Given data START
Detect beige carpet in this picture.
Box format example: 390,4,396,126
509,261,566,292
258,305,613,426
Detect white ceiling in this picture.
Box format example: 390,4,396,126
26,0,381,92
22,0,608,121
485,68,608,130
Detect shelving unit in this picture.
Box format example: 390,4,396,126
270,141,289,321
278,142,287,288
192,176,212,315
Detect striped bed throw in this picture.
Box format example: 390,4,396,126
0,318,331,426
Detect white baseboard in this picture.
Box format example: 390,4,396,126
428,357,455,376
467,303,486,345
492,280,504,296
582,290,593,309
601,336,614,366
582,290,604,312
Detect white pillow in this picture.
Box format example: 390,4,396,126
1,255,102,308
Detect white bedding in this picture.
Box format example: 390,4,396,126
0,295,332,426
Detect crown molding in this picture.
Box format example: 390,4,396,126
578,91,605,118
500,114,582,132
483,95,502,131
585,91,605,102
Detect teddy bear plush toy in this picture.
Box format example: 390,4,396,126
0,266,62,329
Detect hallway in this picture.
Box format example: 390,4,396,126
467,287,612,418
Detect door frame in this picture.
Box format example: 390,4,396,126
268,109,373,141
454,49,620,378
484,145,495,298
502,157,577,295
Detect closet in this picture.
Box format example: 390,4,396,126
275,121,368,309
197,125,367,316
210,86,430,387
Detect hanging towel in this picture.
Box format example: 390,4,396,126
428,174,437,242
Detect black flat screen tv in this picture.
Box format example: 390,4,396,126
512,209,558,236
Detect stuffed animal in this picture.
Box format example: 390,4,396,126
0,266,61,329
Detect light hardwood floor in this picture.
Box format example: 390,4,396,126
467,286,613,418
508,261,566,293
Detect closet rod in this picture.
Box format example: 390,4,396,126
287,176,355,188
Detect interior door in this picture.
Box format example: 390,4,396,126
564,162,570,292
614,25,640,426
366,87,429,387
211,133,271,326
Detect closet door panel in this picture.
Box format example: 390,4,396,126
Given data END
• [About this exercise] Find every line of the data that includes the string "closet". Copy each of those lines.

• [Answer section]
Detect closet in this picture.
Detect closet rod in this picture.
Detect closet door panel in this picture.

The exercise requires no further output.